The sample includes only text-only, non-cancelled requests with valid token counts, excluding media (images, files, audio, video), cancelled requests, and zero-token responses. Costs are normalized to dollars per million OpenRouter tokens, a metric that counts both input and output tokens independently of OpenAI's internal counting, providing a consistent baseline across model versions. Results are bucketed by prompt token count to identify how context length affects both output verbosity and final cost.

Dataset extract:
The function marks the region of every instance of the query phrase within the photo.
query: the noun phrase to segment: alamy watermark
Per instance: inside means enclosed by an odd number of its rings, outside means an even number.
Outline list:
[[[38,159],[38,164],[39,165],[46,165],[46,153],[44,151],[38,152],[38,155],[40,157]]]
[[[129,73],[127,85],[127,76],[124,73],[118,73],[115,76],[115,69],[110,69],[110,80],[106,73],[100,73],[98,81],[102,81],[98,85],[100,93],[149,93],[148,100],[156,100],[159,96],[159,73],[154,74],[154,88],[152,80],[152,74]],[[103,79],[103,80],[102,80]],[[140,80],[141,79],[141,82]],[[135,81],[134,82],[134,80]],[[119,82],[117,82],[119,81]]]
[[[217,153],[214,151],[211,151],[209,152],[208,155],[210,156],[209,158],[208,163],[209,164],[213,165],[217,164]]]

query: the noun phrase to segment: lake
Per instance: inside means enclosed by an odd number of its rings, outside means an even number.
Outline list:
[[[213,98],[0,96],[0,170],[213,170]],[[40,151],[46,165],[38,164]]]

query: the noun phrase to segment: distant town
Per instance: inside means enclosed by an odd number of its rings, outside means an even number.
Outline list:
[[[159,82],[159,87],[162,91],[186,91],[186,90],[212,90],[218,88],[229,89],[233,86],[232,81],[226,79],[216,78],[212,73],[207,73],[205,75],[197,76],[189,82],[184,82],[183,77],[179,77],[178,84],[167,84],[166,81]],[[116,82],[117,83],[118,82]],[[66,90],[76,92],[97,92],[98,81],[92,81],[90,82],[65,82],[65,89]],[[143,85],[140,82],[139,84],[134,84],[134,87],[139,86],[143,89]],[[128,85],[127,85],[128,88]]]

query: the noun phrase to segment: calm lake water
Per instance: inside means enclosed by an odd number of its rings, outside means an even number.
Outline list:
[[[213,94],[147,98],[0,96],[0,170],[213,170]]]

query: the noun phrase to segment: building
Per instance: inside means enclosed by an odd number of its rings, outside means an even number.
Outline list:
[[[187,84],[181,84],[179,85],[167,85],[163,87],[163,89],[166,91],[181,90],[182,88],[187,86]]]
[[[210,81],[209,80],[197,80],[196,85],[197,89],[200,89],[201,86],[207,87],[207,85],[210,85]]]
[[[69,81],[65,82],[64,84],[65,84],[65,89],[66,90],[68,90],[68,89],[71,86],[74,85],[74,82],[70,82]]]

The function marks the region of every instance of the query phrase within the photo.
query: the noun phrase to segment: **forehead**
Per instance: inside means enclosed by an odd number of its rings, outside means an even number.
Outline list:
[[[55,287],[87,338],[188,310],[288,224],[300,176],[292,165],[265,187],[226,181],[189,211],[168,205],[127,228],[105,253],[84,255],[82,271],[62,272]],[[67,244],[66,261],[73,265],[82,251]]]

What you need to do:
A - Answer these from the passage on token-cost sampling:
(i) Which kinds of media does the sample exclude?
(ii) In what unit are costs normalized?
(iii) By what are the results bucketed?
B - How would the passage on token-cost sampling go on? Write its next few sentences, starting after its final sentence.
The records are separate material, unrelated to the passage on token-cost sampling.

Outputs by task:
A -
(i) Images, files, audio, and video.
(ii) Dollars per million OpenRouter tokens.
(iii) Prompt token count.

B -
Verbosity Changes Vary Sharply by Prompt Length

OpenAI's claim that GPT-5.5 is less verbose holds only for a subset of use cases. OpenRouter measured median completion lengths for the switcher cohort across prompt size buckets:

Prompt Size	Median Completion (5.4)	Median Completion (5.5)	Change
< 2K tokens	121	129	+7%
2K – 10K	140	213	+52%
10K – 25K	211	143	-32%
25K – 50K	185	150	-19%
50K – 128K	188	136	-28%
128K+	215	143	-34%

For prompts shorter than 10K tokens, GPT-5.5 produces longer completions than GPT-5.4. Prompts under 2K tokens, which cover a large share of typical LLM use cases including chat, short-form content generation, and quick code fixes, see a 7% increase in output length. The 2K-10K bucket, which includes longer code generation tasks, document summarization, and medium-length research queries, sees a 52% jump in completion length, worsening the cost impact of the price hike.

Only prompts over 10K tokens see the promised reduction in verbosity. The 10K-25K bucket sees a 32% drop in output tokens, 25K-50K a 19% drop, 50K-128K a 28% drop, and 128K+ a 34% drop. These longer prompts are used for tasks like analyzing full-length documents, processing large codebases, and multi-turn conversations with extensive context history.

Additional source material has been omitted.